▶ _WHAT TO WORK ON_: Starting at the line containing "Challenge round — find the red tie" and ending at the line containing "[241,553,417,626]", both included, reproduce only those lines of the data below, swapping "Challenge round" for "Practice round" and leaving everything else unchanged.

......

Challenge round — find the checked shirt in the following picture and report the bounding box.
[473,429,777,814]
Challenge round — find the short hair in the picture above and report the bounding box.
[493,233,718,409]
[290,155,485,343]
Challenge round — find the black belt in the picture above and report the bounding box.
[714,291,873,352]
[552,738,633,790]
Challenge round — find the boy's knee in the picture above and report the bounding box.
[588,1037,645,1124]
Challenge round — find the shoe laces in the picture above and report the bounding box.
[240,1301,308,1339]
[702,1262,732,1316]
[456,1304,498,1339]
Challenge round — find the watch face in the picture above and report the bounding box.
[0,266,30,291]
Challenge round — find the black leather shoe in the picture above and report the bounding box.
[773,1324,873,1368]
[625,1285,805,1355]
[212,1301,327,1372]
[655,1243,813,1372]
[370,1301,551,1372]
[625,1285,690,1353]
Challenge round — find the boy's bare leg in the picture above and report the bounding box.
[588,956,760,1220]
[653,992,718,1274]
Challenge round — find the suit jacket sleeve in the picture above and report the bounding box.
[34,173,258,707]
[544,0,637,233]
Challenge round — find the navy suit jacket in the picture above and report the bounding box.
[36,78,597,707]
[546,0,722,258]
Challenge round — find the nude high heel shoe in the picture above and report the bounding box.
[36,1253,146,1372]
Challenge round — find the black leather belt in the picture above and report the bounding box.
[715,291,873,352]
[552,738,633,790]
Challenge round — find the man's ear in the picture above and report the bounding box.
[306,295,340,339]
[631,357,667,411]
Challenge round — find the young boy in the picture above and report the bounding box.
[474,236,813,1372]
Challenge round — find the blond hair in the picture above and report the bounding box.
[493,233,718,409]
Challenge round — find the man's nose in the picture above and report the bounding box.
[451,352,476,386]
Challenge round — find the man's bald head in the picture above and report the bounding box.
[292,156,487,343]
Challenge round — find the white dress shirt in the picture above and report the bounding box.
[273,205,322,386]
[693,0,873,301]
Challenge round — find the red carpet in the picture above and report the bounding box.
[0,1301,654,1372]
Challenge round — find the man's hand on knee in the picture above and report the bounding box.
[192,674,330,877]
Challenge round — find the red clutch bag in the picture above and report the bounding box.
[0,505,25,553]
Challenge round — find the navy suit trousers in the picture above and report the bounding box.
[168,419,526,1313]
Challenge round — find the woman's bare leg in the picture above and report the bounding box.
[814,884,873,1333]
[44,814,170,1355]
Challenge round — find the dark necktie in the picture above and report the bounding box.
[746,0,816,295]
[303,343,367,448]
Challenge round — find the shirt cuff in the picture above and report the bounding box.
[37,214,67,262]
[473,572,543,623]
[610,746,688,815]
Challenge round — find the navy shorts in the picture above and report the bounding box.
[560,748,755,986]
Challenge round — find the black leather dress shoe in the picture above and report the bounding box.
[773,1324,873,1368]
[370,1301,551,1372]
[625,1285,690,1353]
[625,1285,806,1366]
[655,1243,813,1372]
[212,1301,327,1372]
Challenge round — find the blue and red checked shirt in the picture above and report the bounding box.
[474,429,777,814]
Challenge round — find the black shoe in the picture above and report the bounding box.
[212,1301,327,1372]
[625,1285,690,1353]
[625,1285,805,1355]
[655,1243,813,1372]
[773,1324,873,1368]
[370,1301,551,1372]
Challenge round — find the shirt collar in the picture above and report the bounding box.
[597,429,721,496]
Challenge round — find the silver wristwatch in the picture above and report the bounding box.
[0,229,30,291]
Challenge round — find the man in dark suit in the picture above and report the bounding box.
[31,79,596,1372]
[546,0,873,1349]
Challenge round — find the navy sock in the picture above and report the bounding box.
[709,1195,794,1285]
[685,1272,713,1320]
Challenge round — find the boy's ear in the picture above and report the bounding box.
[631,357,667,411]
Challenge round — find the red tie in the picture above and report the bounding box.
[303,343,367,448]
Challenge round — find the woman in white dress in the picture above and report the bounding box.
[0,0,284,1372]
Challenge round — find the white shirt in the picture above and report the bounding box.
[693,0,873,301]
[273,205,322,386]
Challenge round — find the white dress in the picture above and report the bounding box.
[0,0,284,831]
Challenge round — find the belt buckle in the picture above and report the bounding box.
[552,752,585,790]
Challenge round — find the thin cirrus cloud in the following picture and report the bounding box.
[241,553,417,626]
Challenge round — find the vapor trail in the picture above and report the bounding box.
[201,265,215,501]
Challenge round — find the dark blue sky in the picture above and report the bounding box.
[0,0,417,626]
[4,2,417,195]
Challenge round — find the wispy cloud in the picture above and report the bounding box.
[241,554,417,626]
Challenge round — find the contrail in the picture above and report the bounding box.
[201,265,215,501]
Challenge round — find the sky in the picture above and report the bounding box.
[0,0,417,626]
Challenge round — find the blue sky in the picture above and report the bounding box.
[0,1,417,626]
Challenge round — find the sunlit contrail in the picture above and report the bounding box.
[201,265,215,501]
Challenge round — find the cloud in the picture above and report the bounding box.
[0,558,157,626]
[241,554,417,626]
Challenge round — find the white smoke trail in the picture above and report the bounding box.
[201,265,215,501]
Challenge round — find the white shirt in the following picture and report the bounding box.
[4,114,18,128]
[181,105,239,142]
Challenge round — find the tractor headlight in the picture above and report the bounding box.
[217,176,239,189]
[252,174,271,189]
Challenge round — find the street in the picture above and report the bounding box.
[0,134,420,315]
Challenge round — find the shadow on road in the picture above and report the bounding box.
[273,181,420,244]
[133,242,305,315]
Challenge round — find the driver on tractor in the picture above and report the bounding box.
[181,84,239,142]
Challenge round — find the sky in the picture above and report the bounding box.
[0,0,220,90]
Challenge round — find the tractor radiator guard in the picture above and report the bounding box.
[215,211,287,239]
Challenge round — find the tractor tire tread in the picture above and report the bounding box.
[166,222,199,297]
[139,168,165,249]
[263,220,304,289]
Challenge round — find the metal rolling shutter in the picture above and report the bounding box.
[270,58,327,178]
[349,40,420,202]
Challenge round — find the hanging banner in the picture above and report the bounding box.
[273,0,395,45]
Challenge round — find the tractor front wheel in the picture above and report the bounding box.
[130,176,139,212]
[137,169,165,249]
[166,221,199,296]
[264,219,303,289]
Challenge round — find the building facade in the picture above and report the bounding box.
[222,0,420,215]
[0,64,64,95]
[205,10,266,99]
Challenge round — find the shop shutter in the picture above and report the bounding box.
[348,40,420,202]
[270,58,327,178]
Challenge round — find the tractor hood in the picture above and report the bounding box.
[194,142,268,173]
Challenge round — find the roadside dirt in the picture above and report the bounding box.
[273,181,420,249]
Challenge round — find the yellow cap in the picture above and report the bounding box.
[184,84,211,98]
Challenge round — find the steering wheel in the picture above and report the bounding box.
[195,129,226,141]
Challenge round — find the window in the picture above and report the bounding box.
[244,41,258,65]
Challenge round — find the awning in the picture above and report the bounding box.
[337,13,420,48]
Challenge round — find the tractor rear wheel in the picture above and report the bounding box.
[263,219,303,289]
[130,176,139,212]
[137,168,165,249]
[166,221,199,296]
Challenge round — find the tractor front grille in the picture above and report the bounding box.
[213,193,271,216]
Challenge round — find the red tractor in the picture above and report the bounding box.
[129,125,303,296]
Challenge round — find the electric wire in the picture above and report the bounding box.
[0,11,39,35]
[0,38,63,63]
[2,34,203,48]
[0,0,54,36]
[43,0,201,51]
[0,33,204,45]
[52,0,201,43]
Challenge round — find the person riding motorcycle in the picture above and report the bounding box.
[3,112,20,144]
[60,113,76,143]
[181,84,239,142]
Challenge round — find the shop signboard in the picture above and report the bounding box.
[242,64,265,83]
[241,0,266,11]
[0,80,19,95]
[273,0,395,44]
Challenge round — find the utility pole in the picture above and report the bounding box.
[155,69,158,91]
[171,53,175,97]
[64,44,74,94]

......

▶ _RIGHT ANSWER_:
Practice round — find the red tie in the picture above and report the bounding box.
[303,343,367,448]
Practice round — find the woman in white dress in the picture above and report the bounding box.
[0,0,284,1372]
Practice round — find the white shirt in the picture above and report the bounding box.
[693,0,873,301]
[273,205,322,386]
Practice round — find the white dress in the picture above and report the bounding box.
[0,0,284,831]
Practice round — find the belt buckle in the picture above and report the bounding box.
[552,752,585,790]
Practice round — find the thin cirrus cloud in the following picture and report the bounding box.
[241,553,417,626]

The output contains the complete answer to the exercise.